What you need to do:
Return the entries below in full. Keep every word as it is.
================
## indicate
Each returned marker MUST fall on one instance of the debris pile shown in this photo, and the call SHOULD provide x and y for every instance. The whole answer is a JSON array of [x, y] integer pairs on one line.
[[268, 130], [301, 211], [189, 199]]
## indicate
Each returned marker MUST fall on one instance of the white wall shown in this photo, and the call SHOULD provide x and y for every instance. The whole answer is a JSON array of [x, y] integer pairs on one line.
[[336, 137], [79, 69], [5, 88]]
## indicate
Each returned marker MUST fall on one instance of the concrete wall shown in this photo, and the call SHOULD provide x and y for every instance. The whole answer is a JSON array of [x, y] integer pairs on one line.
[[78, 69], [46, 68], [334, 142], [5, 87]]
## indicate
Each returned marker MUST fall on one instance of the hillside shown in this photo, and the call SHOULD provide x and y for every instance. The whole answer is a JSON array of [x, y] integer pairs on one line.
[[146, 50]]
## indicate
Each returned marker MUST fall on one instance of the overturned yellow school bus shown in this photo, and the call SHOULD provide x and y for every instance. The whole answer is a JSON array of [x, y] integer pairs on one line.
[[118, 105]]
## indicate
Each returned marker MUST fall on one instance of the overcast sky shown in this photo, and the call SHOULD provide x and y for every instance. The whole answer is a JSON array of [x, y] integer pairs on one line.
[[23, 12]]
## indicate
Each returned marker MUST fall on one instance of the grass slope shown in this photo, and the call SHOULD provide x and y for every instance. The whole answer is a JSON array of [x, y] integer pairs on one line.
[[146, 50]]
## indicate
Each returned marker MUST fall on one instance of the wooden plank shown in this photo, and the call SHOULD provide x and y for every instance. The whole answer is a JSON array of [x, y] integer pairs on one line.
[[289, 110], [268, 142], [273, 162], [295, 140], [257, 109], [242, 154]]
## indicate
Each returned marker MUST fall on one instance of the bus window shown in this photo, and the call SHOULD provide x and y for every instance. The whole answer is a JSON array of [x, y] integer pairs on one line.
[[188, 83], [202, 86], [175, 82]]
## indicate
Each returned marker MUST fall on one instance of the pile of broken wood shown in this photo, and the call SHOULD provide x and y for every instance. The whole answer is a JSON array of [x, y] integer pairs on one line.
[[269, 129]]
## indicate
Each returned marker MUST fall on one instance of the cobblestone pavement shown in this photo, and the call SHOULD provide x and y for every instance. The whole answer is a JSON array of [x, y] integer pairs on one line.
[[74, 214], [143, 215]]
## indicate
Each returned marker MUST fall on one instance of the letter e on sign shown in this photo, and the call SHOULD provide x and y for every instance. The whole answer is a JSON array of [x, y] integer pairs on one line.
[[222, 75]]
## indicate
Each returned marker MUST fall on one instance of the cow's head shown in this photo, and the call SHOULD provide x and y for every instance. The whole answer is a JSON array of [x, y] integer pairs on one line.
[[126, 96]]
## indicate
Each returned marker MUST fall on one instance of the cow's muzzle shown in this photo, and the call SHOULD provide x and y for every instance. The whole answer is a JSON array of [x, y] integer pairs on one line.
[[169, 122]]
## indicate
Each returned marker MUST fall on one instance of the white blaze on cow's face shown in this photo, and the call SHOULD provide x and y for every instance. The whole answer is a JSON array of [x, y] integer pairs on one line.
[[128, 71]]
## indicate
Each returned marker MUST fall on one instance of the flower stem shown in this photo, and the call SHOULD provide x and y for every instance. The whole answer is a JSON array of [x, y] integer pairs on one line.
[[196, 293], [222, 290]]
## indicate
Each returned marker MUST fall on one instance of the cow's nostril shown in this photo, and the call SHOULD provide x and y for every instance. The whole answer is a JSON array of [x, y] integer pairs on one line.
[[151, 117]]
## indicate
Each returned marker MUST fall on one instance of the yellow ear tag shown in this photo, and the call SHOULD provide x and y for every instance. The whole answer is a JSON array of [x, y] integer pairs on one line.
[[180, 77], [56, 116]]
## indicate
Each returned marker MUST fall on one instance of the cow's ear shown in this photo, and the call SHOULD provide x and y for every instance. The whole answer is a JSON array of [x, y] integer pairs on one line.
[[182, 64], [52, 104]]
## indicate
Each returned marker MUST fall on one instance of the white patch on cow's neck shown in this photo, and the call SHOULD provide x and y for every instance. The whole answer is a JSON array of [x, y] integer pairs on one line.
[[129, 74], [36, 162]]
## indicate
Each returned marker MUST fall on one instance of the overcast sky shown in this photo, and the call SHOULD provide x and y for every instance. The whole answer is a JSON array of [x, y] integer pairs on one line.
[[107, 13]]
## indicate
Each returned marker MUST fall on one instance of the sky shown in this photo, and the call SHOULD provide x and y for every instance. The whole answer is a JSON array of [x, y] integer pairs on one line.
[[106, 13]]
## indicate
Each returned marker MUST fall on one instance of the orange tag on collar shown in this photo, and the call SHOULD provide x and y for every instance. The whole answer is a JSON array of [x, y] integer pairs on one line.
================
Finished exercise:
## indicate
Each returned marker MUST fall on one instance of the debris pile shown in this photo, and the call SHOULD provide x and y for every instance. The whole answer is a JSON array of [x, y] integer pairs on one line.
[[268, 130], [301, 211], [189, 199]]
## indicate
Each returned marker MUST fall on one instance of the white wall shown in this photo, and the call SHOULD provide x and y for every instance. The whole answer is a JSON array of [x, y] integer pairs on one line.
[[336, 137], [79, 69], [5, 88]]
## indicate
Each returned marker MUST fall on one instance of the concrete wall shown in this photo, and the call SHOULD provide x and y for every instance. The whole answer is a JSON array of [x, y] integer pairs on one line.
[[78, 69], [46, 68], [334, 142], [5, 87]]
## indicate
Each returned marker MUST fall on one instance of the hillside shown in this photo, and the call SHOULD provide x and y for every instance. The whole answer is a JSON array of [x, y] integer pairs on one line.
[[146, 50]]
## indicate
Each returned marker MUST fall on one instance of the overturned yellow school bus shown in this photo, and the call SHOULD provide x and y for every instance. The whole answer is a JSON array of [x, y] integer pairs on one line.
[[118, 105]]
## indicate
Each returned marker MUST fall on one instance of the overcast sky shown in this photo, and the call SHOULD provide x and y for every instance. The whole answer is a JSON array of [x, y] integer pairs on one line.
[[23, 12]]
## indicate
Each returned marker MUST fall on one instance of the grass slope shown in this photo, and the call SHOULD provide x and y for every instance. The whole answer is a JSON array of [x, y] integer pairs on one line.
[[146, 50]]
## indicate
Each returned marker MUST fall on one instance of the wooden plank shown in this photo, and the call SHOULD provide x and y for every instance. The whole answer is a JSON array of [x, y] integer pairs on one line.
[[289, 110], [268, 142], [273, 162], [295, 140], [257, 109], [242, 154]]
## indicate
Each returned marker MUST fall on one instance of the bus window shown in this photo, and the call SHOULD provide x and y for every instance. The whole answer is a JSON array of [x, y] integer pairs on one line.
[[188, 83], [202, 86], [175, 82]]
## indicate
Each returned marker MUST fall on one instance of the pile of broken wood shown in this photo, and the call SHOULD provide x and y for every instance. The whole answer is a JSON array of [x, y] integer pairs on one line.
[[269, 129]]
## indicate
Each returned marker MUST fall on one instance of the cobblestone pavement shown in this photo, and the call SHOULD provide x and y for every instance. The whole answer is a JSON array of [x, y] integer pairs on one line.
[[74, 214], [143, 215]]
## indicate
Each returned marker MUST fall on one instance of the letter e on sign shown in this photo, and the call SHOULD provide x and y for every instance. The whole answer is a JSON array of [x, y] integer pairs on one line.
[[222, 75]]
## indicate
Each returned marker MUST fall on one instance of the cow's head shown in this photo, and the call SHOULD provide x and y for every instance. The whole answer is a JSON array of [x, y] integer pairs on one line.
[[126, 96]]
## indicate
Each returned marker MUST fall on one instance of the cow's muzzle shown in this photo, and the call SHOULD provide x and y for every instance. The whole answer is a JSON array of [x, y] integer pairs on one line.
[[169, 122]]
## indicate
Each returned marker MUST fall on one instance of the white blaze on cow's face shown in this photo, and the call SHOULD provide x and y for every instance. The whole answer is a JSON array of [x, y] integer pairs on one line.
[[128, 71]]
## indicate
Each returned marker MUST fall on one instance of the flower stem shown in this photo, and the call SHOULD provide x and y for every instance. The whole answer is a JSON array of [x, y] integer pairs on one line.
[[196, 293], [222, 290]]
## indicate
Each returned marker MUST fall on one instance of the cow's nostril shown in this photo, and the call SHOULD provide x and y for every instance. The whole answer is a JSON array of [x, y] integer pairs on one line.
[[151, 117]]
## indicate
Each returned marker MUST fall on one instance of the yellow ear tag shown in this photo, and the call SHOULD provide x and y for every instance. The whole answer is a JSON array of [x, y] integer pairs on one line.
[[180, 77], [56, 116]]
## indicate
Each returned marker MUST fall on one instance of the cow's ear shown in this photo, and the call SHOULD provide x and y for every instance. The whole answer is a JSON array of [x, y] integer pairs on one line.
[[182, 64], [52, 104]]
## indicate
Each returned marker MUST fall on one instance of the white patch on cow's neck shown in this photo, and the call SHOULD provide x and y for every instance. The whole answer is a JSON array of [x, y] integer pairs on one line.
[[129, 74], [36, 162]]
## indicate
Each returned marker MUST fall on one instance of the overcast sky shown in this photo, and the call SHOULD provide x and y for every instance. The whole answer is a JSON array of [x, y] integer pairs on one line.
[[107, 13]]
## indicate
Each returned marker MUST fall on one instance of the sky shown in this photo, and the call SHOULD provide x and y for every instance. The whole answer is a JSON array of [x, y] integer pairs on one line.
[[106, 13]]
## indicate
Each returned marker MUST fall on one instance of the orange tag on collar shown in this photo, and the call SHOULD provide x and y for every instance. The whole answer is a JSON array of [x, y] integer pairs on one line.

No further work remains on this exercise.